■ Work to do ■
Pull out each line of the records below that contains the word "water", and list those lines in their original order.

■ Data rows ■
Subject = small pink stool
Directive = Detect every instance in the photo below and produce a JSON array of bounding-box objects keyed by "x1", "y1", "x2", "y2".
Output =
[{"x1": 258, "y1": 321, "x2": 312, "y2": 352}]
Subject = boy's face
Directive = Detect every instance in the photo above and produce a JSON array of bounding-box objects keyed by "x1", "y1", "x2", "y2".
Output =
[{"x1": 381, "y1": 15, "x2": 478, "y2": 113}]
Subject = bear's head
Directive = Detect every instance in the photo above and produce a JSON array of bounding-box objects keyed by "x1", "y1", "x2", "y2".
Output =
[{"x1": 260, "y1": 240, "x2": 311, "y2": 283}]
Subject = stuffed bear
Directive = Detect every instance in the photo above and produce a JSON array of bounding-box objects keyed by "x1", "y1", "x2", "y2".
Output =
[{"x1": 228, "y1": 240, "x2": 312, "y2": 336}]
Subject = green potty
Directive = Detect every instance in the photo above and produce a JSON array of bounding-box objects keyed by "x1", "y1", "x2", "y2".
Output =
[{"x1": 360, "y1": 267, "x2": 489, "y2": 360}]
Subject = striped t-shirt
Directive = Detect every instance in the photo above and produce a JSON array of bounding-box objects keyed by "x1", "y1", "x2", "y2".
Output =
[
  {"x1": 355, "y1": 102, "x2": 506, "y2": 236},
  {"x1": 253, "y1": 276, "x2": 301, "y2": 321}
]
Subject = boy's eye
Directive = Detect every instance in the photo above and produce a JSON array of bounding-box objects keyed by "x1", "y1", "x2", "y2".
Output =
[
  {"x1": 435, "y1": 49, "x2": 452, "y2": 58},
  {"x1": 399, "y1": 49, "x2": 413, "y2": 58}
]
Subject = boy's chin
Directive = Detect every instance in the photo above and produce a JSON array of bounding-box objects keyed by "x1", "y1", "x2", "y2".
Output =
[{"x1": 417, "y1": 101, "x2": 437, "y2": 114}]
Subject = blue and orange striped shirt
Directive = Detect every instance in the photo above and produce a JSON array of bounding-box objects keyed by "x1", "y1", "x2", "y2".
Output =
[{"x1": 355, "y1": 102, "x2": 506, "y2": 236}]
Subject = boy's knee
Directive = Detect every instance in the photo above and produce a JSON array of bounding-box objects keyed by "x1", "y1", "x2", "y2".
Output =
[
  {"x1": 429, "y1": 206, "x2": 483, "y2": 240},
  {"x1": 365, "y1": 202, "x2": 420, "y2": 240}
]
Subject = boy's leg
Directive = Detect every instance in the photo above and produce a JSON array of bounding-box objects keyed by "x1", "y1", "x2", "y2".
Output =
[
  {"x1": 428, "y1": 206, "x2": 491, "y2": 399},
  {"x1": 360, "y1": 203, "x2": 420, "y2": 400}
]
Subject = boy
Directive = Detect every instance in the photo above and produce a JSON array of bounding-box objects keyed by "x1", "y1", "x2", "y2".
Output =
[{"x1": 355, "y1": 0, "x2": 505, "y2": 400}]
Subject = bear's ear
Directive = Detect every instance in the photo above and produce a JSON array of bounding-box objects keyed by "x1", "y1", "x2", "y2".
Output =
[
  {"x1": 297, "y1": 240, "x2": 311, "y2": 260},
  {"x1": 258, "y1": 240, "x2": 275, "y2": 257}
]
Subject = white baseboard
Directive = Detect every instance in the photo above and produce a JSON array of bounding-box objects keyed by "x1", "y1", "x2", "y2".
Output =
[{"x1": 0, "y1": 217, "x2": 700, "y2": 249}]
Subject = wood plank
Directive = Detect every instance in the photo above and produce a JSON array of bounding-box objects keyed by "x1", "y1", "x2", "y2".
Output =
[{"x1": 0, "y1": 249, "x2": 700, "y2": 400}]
...
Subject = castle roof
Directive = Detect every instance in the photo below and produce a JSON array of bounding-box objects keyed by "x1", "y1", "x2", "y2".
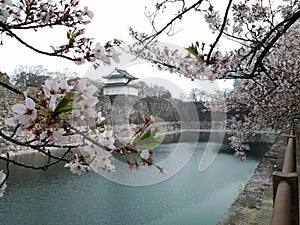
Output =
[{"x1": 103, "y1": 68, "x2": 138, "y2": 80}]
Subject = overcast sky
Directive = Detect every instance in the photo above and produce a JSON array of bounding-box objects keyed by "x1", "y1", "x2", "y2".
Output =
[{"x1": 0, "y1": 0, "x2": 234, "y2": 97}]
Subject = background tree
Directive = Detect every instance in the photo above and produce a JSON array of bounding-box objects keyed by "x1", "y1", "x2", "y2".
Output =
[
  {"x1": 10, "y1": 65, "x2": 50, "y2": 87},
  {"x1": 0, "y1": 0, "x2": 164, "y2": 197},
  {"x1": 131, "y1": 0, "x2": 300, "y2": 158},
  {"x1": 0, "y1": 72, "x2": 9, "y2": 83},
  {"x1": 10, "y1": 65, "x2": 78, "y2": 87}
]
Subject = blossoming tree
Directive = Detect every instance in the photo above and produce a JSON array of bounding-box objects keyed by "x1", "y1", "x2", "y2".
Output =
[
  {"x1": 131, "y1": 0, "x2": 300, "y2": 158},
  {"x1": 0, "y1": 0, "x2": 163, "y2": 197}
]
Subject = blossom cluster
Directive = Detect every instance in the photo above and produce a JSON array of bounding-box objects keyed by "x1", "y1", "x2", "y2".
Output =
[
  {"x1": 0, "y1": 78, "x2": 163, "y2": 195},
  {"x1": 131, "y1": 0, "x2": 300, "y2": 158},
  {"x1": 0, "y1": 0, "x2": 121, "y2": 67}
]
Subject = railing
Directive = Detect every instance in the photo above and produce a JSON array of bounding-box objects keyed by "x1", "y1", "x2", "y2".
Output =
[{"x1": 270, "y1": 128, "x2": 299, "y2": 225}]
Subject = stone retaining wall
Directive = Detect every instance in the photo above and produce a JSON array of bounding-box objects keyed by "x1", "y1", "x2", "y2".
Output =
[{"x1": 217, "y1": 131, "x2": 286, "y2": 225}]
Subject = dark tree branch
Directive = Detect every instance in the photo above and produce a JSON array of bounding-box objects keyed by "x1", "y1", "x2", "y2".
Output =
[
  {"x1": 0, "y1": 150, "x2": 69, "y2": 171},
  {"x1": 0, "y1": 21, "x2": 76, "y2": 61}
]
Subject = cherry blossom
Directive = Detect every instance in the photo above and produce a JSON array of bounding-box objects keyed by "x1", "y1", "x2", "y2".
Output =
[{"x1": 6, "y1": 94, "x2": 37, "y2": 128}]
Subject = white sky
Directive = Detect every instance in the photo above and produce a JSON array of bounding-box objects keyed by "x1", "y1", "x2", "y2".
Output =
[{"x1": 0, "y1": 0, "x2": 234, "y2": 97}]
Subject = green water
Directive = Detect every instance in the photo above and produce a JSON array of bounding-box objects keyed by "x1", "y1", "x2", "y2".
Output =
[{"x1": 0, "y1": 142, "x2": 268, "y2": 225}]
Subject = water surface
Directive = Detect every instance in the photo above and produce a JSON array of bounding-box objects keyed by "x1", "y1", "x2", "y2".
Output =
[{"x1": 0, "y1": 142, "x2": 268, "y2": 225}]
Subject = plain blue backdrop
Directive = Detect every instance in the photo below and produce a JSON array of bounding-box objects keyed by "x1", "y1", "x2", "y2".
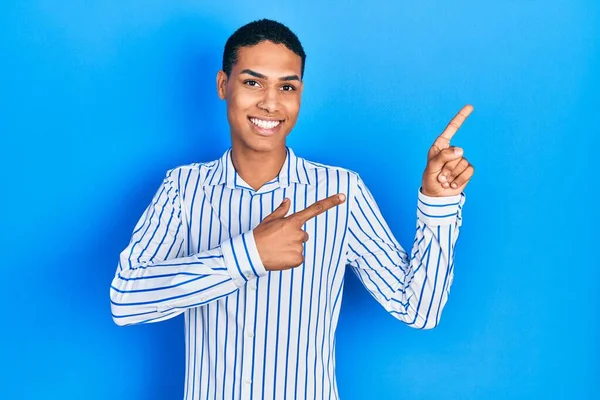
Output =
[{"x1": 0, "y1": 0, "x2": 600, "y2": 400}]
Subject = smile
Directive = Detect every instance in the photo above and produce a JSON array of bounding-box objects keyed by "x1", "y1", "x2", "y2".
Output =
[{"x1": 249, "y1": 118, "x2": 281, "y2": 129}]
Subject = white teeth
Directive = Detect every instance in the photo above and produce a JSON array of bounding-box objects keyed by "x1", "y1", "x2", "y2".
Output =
==
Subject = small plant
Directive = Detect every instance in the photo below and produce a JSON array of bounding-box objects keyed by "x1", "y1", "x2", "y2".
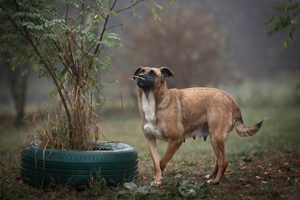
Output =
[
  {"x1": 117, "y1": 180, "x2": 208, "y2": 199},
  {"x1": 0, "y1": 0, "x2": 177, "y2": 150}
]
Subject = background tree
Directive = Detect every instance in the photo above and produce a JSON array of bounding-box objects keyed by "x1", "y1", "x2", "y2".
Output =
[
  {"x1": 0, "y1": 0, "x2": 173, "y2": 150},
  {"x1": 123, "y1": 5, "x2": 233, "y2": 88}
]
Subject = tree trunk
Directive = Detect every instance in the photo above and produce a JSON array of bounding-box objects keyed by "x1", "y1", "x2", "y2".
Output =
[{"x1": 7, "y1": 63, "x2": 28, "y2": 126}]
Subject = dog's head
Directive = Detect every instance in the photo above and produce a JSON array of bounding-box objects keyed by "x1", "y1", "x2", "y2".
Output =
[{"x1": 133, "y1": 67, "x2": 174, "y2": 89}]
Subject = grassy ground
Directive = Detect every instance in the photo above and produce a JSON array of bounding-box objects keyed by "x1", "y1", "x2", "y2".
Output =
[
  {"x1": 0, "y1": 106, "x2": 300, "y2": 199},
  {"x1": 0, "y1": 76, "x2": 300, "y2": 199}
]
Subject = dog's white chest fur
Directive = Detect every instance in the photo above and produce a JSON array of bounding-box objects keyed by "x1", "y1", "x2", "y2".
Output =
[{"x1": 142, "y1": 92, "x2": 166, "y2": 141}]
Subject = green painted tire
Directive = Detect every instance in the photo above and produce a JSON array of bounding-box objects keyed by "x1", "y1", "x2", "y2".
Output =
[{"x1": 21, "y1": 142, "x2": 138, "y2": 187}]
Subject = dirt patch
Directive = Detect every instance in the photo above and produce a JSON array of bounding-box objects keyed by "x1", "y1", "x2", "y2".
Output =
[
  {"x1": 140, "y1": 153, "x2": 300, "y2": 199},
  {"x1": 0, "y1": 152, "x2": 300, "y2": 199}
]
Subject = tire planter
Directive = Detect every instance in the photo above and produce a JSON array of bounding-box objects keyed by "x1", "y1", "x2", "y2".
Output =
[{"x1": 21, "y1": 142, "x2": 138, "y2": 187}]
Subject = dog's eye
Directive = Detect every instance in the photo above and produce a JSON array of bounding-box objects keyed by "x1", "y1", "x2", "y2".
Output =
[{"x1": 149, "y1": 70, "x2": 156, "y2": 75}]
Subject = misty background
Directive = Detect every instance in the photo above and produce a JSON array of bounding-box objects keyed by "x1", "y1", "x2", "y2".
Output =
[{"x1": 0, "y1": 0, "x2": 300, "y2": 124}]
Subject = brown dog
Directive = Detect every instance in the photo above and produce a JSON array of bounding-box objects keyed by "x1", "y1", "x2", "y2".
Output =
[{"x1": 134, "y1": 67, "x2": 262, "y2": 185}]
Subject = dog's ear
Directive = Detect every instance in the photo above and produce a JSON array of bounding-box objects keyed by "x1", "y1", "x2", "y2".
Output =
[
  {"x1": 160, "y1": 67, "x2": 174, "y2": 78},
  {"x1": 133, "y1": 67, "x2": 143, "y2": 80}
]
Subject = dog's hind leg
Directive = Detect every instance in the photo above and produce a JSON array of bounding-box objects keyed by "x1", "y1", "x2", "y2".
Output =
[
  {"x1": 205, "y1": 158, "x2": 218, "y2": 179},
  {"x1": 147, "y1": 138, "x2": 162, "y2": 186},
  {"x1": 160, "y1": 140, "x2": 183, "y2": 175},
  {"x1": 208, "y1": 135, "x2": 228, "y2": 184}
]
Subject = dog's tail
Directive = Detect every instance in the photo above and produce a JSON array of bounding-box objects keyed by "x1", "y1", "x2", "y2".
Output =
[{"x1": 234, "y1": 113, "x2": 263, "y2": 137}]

■ Right answer ■
Subject = green water
Subject = water surface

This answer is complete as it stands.